>> Begin

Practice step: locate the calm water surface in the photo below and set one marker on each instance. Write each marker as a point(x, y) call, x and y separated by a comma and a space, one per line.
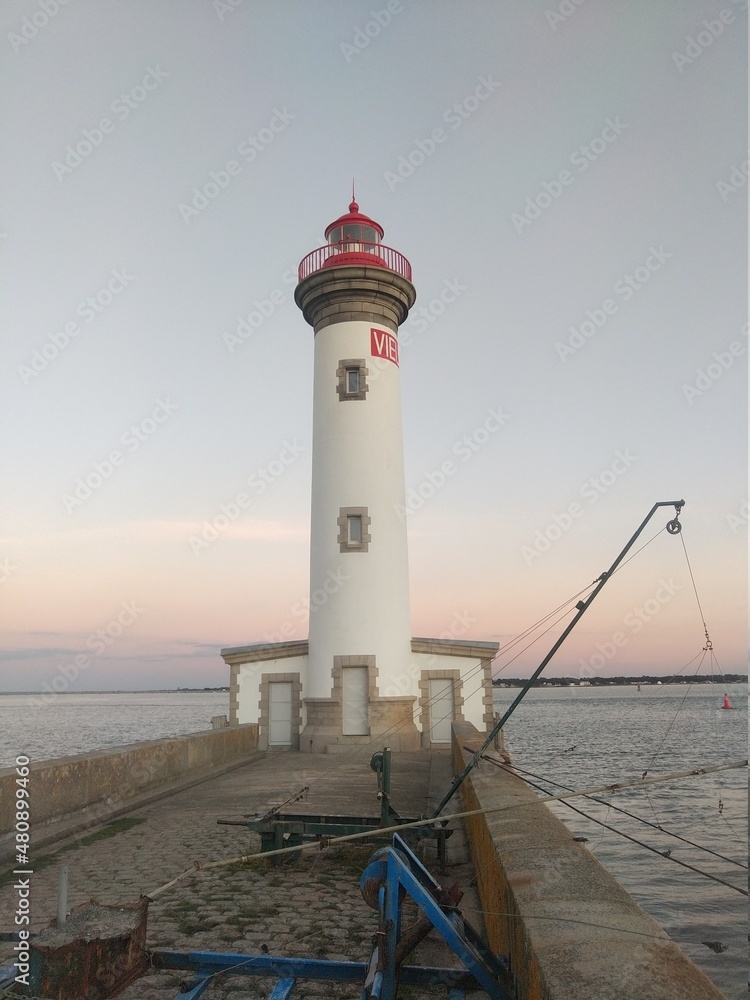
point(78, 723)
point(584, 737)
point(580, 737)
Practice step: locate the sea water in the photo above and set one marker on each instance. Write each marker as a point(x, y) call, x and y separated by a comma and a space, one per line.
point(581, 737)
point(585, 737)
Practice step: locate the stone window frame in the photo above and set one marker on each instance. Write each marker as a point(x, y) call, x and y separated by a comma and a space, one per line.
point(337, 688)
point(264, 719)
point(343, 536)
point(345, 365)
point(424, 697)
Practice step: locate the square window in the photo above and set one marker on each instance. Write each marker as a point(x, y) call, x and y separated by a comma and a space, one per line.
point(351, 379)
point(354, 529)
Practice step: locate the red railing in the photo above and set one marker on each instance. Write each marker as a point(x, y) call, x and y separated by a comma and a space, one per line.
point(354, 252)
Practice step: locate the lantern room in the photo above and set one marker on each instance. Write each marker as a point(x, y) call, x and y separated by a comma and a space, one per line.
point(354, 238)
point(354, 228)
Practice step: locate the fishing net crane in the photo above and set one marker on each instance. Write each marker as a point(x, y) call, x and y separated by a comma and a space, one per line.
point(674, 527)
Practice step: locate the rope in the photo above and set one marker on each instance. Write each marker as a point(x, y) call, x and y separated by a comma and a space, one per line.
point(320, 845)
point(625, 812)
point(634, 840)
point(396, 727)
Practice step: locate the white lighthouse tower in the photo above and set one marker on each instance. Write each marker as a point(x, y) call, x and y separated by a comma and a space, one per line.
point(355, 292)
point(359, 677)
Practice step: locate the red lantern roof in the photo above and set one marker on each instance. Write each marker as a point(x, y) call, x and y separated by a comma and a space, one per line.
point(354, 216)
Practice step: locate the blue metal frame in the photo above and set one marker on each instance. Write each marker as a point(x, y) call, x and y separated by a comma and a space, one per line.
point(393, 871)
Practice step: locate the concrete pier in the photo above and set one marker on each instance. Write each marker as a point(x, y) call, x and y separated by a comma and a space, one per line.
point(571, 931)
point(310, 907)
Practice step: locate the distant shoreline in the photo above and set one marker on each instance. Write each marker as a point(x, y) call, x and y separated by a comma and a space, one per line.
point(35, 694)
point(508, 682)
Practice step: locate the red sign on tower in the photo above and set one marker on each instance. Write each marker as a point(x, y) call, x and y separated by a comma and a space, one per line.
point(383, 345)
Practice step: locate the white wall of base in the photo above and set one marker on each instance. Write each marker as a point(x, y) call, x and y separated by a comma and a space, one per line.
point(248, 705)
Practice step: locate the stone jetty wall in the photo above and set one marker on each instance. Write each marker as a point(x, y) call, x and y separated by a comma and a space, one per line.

>> End

- **WHAT YOU HAVE TO DO**
Set out every line of the listing above as a Markdown table with the columns "Row" and "Line", numbering the rows and skipping blank lines. Leave the pictures out.

- **EXERCISE OUTPUT**
| Row | Line |
|---|---|
| 1 | Practice step: locate the calm water surface in the photo below and set one marker on each instance. Write each marker as a point(x, y) call, x and y separated by a comma and a space, one per line. |
| 2 | point(78, 723) |
| 3 | point(584, 737) |
| 4 | point(580, 737) |
| 5 | Practice step: locate the sea water in the photo above and set one marker on each instance. Write each marker as a point(x, y) call, x and y separated by a comma and a space, one per line. |
| 6 | point(581, 737) |
| 7 | point(585, 737) |
| 8 | Practice step: locate the stone window frame in the photo above and set one marker on each instance. Write each marker as a point(x, y) call, x and y separated by a comma and a space, one per line. |
| 9 | point(337, 688) |
| 10 | point(264, 719) |
| 11 | point(343, 536) |
| 12 | point(345, 365) |
| 13 | point(424, 697) |
| 14 | Practice step: locate the square window in the photo above and set one marker on each instance. Write each marker as a point(x, y) call, x and y separated by a comma and a space, one per line. |
| 15 | point(351, 379) |
| 16 | point(354, 529) |
| 17 | Practice step: locate the red railing in the photo above and set one marker on each instance. Write each marker as a point(x, y) call, x and y separated by a comma and a space, one per line. |
| 18 | point(354, 252) |
| 19 | Practice step: locate the lantern room in the photo above and set one marker on each instance. Write each marker as a point(x, y) call, x and y separated by a comma and a space, one per line. |
| 20 | point(354, 238) |
| 21 | point(354, 228) |
| 22 | Practice step: locate the fishing net crane in the photo above and set one marker on each instance. Write each marker as a point(x, y) call, x and y separated by a comma and a space, one per line. |
| 23 | point(674, 527) |
| 24 | Practice step: locate the rope in the photo above and set one marker on each instance. Write each marker as a point(x, y) call, x and y separated by a comma and a space, one per line. |
| 25 | point(320, 845) |
| 26 | point(625, 812) |
| 27 | point(634, 840) |
| 28 | point(396, 727) |
| 29 | Practice step: locate the white lighthouse tower in the photo above and set one marker on each instance. Write each marker as a point(x, y) call, x and y separated by a comma and a space, one per line. |
| 30 | point(355, 292) |
| 31 | point(359, 677) |
| 32 | Practice step: locate the red lantern roof in the photo above and set one marker on each instance. Write each marker as a point(x, y) call, x and y separated by a comma and a space, one per line. |
| 33 | point(354, 216) |
| 34 | Practice step: locate the blue metal frame in the photo above and set one marker on each instance. Write each marker as a point(x, y) call, x and y separated by a comma and a space, one per line. |
| 35 | point(393, 871) |
| 36 | Practice step: locate the concrete pier in the photo above and set one marker on each instance. Write each marker as a point(x, y) call, x and y separated by a comma and a space, one per line. |
| 37 | point(571, 931) |
| 38 | point(310, 907) |
| 39 | Practice step: locate the distant shoreline in the photo above and set one marker on each instance. Write each marker as a point(x, y) call, x and y separated by a comma and a space, one per line. |
| 40 | point(35, 694) |
| 41 | point(508, 682) |
| 42 | Practice step: locate the red sign on tower in the photo above and set one marker on each instance. Write each marker as a point(x, y) call, x and y separated by a comma and a space, one per line. |
| 43 | point(383, 345) |
| 44 | Practice step: locate the white wall of base in the photo above and set one marker on each instance. Write each marker as a point(x, y) call, x and y separated by a comma and a space, one per line. |
| 45 | point(248, 705) |
| 46 | Practice step: locate the stone jetty wall in the photo above and set one marker on each instance. Write each marker as a point(x, y) call, x and y separated by a comma and a space, one per line. |